Activity: If a line in the entries includes "lips", show that line.

Record set below:

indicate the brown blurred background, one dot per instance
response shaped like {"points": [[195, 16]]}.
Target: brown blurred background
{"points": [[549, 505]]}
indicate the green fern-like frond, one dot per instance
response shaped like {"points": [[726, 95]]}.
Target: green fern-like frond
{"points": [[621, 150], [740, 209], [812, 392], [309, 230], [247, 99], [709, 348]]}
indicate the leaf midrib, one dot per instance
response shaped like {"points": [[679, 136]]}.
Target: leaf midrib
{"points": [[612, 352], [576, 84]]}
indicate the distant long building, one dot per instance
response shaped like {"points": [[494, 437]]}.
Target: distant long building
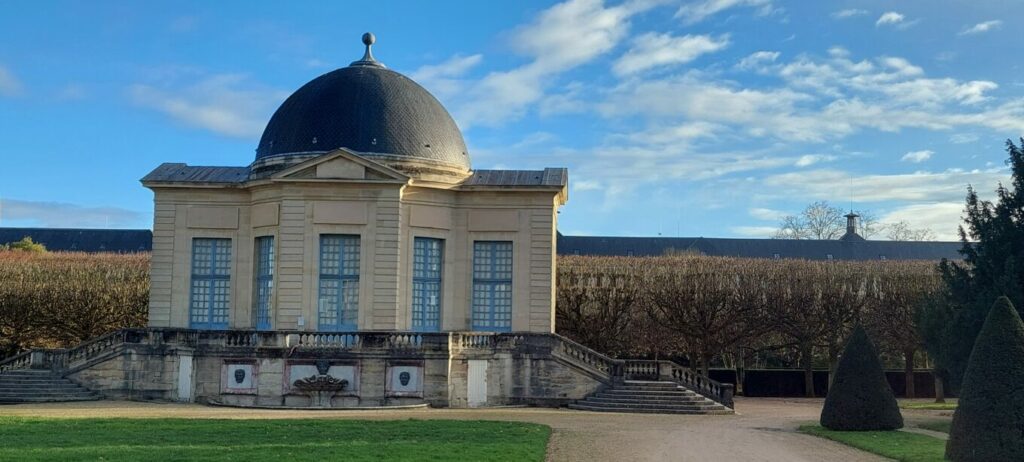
{"points": [[82, 240], [850, 247]]}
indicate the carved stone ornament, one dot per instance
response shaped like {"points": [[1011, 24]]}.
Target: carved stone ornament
{"points": [[321, 383], [323, 367]]}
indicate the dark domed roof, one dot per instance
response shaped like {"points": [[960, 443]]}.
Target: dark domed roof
{"points": [[368, 109]]}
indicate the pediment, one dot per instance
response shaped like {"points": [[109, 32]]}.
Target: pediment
{"points": [[341, 165]]}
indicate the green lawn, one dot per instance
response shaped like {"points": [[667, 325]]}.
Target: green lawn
{"points": [[894, 445], [280, 439], [937, 425], [948, 406]]}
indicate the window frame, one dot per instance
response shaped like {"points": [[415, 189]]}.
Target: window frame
{"points": [[343, 281], [437, 281], [263, 315], [210, 280], [493, 283]]}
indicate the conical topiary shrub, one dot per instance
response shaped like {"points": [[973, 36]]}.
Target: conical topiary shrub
{"points": [[988, 424], [859, 397]]}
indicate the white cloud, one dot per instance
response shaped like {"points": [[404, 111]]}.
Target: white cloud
{"points": [[453, 67], [943, 218], [225, 103], [918, 157], [59, 214], [698, 10], [890, 17], [72, 92], [767, 214], [808, 160], [561, 38], [758, 58], [444, 80], [845, 13], [754, 232], [947, 185], [584, 184], [9, 85], [652, 50], [982, 28], [963, 138]]}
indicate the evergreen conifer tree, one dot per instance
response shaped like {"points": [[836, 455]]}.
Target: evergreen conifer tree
{"points": [[859, 397], [988, 424]]}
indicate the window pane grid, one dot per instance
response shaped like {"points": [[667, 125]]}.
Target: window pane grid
{"points": [[211, 287], [339, 283], [264, 281], [427, 264], [492, 286]]}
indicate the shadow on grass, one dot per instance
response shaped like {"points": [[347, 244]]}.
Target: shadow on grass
{"points": [[900, 446], [279, 439]]}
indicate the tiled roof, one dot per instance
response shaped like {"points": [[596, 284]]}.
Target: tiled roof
{"points": [[514, 178], [196, 174], [121, 241], [761, 248]]}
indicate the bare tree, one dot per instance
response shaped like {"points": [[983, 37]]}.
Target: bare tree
{"points": [[901, 231], [818, 220], [868, 224], [792, 226]]}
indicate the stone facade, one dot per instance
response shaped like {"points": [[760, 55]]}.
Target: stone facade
{"points": [[344, 194], [520, 369]]}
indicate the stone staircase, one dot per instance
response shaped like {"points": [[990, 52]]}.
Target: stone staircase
{"points": [[32, 385], [650, 397]]}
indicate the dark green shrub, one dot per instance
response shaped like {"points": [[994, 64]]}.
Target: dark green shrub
{"points": [[859, 397], [988, 424]]}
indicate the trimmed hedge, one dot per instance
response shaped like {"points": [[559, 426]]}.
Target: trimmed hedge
{"points": [[860, 399], [988, 424]]}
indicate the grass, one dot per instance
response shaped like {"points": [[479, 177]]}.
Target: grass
{"points": [[280, 439], [948, 406], [937, 425], [894, 445]]}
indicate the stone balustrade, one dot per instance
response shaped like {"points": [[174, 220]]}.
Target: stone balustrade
{"points": [[399, 344]]}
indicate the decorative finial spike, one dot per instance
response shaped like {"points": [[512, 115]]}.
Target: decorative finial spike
{"points": [[368, 57]]}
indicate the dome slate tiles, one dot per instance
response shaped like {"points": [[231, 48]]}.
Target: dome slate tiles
{"points": [[368, 109]]}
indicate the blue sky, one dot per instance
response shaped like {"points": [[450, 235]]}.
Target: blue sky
{"points": [[691, 118]]}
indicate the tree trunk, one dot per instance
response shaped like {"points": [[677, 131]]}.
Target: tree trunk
{"points": [[806, 350], [940, 388], [908, 372], [740, 368], [833, 361]]}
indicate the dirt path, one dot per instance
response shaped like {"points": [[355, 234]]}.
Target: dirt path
{"points": [[763, 430]]}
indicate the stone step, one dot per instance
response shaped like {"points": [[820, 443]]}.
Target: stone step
{"points": [[22, 400], [649, 388], [584, 407], [676, 393], [34, 382], [40, 386], [708, 405], [615, 399], [45, 392], [57, 386]]}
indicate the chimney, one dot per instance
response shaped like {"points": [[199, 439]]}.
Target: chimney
{"points": [[851, 227]]}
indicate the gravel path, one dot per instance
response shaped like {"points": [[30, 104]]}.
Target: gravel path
{"points": [[763, 431]]}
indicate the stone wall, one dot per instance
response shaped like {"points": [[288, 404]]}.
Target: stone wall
{"points": [[521, 369]]}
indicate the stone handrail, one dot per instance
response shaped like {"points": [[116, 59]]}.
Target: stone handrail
{"points": [[67, 359], [15, 363], [667, 370], [590, 358]]}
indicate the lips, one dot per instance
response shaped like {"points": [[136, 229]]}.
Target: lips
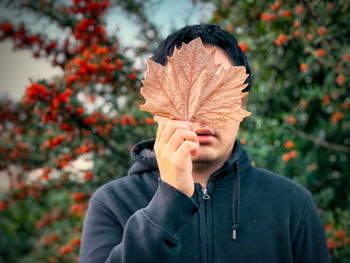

End of Record set.

Output of the exercise:
indicate the lips, one dot per instance
Target: lips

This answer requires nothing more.